**TEXTAUSZUG**:
Wie genau man dieses Modell „Generationenkapital“ (der deutliche Name ist wohl Programm) – übrigens ein Steckenpferd der FDP Deutschlands – nun aber an den Start bringen will, ist noch nicht bekannt. Egal wie steht fest, dass es die Fortsetzung der unseligen Geschichte kapitalgestützter Altersversorgung in Deutschland sein wird. Und diese hat die materielle Situation älterer Menschen nicht verbessert, ganz im Gegenteil: Altersarmut, Altersdiskriminierung – Tendenz: steigend – und das nicht nur in der Bundesrepublik. Die sozialen Probleme im Alter werden ob weiterer Senkung des Niveaus der Alterssicherung sicherlich zunehmen, die entsprechenden Statistiken sind heute schon klar. Auch wenn, wie bereits im letzten Beitrag erwähnt, die EU nur begrenzte Rechte für einen Eingriff in die nationale Alterssicherung hat und deren Ausgestaltung im Endeffekt immer noch der jeweiligen nationalen Souveränität der respektiven Mitgliedsstaaten unterliegt, so ist der EU-Einfluss auch hierzulande klar erkennbar, geht es doch um die Themen Anhebung der Altersgrenzen, Ausdehnung der Alterserwerbstätigkeit, besonders jedoch um die Förderung der zweiten und dritten Säule der Altersvorsorge, meint der betrieblichen Altersvorsorge und (eben!) der privaten Rentenversicherung. Ist damit das Ende unseres aktuellen gesetzlichen Rentensystems, das auf dem Modell des solidarischen Generationenvertrags basiert, definitiv eingeläutet? Gilt auch hier nur mehr das Diktat des Kapitals?

**SCHRIFTLICHE AUFGABEN**:
(1) Beantworte die drei Fragen zum Textauszug knapp und kennzeichne die Antworten ebenfalls mit (a), (b) und (c).
(a) Als Steckenpferd welcher Partei wird das Modell „Generationenkapital“ bezeichnet?
(b) Um die Förderung welcher beiden Formen der Altersvorsorge geht es beim Einfluss der EU besonders?
(c) Auf welchem Modell basiert das aktuelle gesetzliche Rentensystem?
(2) Übersetze diesen Satz aus dem Textauszug ins Englische: „Ist damit das Ende unseres aktuellen gesetzlichen Rentensystems, das auf dem Modell des solidarischen Generationenvertrags basiert, definitiv eingeläutet?“
Das Material hat mit dem Textauszug nichts zu tun.

**BEREITGESTELLTE DATEN**:
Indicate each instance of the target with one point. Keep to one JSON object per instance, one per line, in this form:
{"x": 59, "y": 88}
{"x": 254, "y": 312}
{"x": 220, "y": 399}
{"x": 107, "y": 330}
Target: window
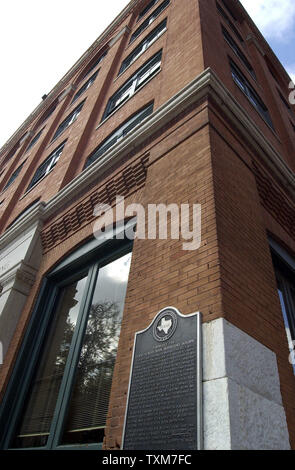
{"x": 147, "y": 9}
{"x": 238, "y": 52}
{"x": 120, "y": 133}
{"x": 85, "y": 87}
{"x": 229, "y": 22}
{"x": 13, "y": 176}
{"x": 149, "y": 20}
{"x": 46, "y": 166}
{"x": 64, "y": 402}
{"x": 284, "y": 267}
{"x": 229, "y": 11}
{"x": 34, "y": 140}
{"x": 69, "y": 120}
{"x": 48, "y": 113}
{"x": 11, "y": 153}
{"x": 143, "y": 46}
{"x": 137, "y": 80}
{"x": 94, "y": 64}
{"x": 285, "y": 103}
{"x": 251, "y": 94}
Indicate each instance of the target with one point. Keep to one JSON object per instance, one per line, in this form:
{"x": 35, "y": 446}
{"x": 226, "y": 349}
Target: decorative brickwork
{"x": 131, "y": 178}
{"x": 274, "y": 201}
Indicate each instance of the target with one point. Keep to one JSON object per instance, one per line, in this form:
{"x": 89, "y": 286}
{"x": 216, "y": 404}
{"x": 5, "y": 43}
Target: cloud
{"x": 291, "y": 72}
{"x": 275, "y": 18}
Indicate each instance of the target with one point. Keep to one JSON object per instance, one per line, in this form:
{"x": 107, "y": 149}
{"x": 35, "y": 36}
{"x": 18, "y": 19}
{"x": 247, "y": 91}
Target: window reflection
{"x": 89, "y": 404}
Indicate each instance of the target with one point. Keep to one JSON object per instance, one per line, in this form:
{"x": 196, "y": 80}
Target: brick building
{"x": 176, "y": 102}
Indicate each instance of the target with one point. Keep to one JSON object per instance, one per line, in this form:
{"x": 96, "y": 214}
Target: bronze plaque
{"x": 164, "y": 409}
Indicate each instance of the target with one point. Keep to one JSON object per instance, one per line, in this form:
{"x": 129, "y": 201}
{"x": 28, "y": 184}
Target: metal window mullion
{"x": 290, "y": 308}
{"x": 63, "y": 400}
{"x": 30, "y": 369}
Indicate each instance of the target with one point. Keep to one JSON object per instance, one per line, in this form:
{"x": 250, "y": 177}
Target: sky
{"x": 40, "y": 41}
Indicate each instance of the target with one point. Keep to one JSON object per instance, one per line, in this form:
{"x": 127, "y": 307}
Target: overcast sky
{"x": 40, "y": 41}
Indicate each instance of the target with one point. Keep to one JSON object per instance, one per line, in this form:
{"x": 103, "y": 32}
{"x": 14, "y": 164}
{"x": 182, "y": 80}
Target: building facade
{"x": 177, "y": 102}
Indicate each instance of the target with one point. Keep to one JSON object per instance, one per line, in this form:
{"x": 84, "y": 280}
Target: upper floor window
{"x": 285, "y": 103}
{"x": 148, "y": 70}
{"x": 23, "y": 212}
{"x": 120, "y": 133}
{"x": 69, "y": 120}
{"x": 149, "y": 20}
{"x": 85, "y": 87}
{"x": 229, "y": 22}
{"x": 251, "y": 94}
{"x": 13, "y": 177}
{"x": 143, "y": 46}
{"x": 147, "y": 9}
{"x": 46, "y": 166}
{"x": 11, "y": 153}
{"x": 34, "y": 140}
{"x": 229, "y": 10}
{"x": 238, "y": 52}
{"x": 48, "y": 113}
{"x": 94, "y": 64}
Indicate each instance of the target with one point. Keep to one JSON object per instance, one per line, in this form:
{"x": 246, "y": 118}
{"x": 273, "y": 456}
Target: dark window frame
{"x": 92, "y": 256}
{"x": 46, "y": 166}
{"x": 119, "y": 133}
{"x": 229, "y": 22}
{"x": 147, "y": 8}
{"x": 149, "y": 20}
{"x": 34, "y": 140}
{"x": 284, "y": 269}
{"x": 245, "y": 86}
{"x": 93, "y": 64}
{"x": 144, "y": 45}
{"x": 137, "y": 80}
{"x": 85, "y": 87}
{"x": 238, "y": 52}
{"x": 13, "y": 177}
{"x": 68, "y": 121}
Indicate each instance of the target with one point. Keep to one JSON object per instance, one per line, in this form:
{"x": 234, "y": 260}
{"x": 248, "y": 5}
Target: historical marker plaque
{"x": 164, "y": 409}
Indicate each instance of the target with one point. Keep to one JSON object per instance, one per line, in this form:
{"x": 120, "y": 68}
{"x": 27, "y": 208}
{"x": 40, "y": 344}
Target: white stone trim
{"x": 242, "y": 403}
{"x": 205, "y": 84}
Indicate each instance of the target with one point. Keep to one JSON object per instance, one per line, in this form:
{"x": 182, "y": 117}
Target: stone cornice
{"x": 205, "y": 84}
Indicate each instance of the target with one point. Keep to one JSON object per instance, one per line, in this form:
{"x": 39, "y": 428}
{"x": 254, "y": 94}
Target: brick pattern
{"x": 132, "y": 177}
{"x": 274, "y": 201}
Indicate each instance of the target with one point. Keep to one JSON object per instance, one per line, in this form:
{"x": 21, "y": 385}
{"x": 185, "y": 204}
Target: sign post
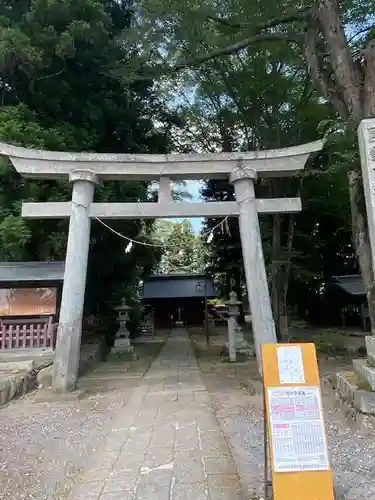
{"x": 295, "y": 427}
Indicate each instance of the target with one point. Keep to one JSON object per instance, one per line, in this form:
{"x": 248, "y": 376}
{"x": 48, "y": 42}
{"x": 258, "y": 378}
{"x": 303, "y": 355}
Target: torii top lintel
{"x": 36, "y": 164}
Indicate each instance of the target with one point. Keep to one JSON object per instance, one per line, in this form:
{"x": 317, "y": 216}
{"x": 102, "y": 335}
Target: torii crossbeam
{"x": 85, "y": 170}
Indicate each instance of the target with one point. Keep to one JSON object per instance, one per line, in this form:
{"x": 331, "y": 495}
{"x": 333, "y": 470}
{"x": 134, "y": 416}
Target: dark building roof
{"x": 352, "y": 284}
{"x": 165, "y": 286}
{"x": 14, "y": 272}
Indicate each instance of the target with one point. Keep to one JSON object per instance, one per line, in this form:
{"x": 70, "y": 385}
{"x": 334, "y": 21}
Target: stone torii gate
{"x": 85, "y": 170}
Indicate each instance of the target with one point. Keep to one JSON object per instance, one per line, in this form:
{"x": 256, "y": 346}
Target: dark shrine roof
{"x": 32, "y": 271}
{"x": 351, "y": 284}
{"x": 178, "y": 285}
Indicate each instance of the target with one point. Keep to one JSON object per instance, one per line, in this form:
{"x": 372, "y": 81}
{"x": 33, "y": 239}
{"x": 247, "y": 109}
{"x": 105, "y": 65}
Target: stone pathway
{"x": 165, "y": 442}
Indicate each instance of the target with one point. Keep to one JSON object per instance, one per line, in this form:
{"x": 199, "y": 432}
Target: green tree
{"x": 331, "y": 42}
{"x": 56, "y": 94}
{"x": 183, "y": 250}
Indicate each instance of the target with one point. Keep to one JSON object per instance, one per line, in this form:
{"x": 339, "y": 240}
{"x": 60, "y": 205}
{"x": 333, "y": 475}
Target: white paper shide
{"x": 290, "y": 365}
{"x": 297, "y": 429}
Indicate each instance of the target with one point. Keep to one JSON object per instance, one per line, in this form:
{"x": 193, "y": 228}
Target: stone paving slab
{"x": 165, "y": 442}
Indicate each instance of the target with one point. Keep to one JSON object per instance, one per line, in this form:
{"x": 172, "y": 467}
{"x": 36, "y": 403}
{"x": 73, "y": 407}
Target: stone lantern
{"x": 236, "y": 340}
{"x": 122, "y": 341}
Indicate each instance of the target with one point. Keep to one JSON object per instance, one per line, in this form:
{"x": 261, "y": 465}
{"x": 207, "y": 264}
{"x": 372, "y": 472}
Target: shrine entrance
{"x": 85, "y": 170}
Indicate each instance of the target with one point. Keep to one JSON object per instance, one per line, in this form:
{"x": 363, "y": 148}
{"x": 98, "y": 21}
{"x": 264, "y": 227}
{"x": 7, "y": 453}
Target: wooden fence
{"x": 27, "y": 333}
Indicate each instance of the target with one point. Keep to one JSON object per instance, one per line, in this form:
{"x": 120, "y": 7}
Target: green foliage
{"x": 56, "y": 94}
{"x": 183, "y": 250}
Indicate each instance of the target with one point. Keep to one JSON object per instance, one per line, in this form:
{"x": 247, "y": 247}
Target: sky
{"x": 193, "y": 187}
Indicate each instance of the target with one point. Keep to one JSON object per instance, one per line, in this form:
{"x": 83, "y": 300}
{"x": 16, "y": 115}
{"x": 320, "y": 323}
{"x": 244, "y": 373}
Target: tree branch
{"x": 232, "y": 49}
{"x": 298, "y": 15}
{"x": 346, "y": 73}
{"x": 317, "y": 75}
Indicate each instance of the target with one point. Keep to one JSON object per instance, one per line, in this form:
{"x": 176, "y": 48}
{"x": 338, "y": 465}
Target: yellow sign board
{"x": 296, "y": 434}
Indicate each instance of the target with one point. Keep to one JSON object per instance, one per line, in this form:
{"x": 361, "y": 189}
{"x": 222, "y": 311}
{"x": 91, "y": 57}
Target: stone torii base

**ANTWORTEN DER REIHE**:
(1)
(a) Der FDP Deutschlands.
(b) Die betriebliche Altersvorsorge und die private Rentenversicherung, also die zweite und dritte Säule.
(c) Auf dem Modell des solidarischen Generationenvertrags.

(2) Does this definitively herald the end of our current statutory pension system, which is based on the model of the solidarity-based intergenerational contract?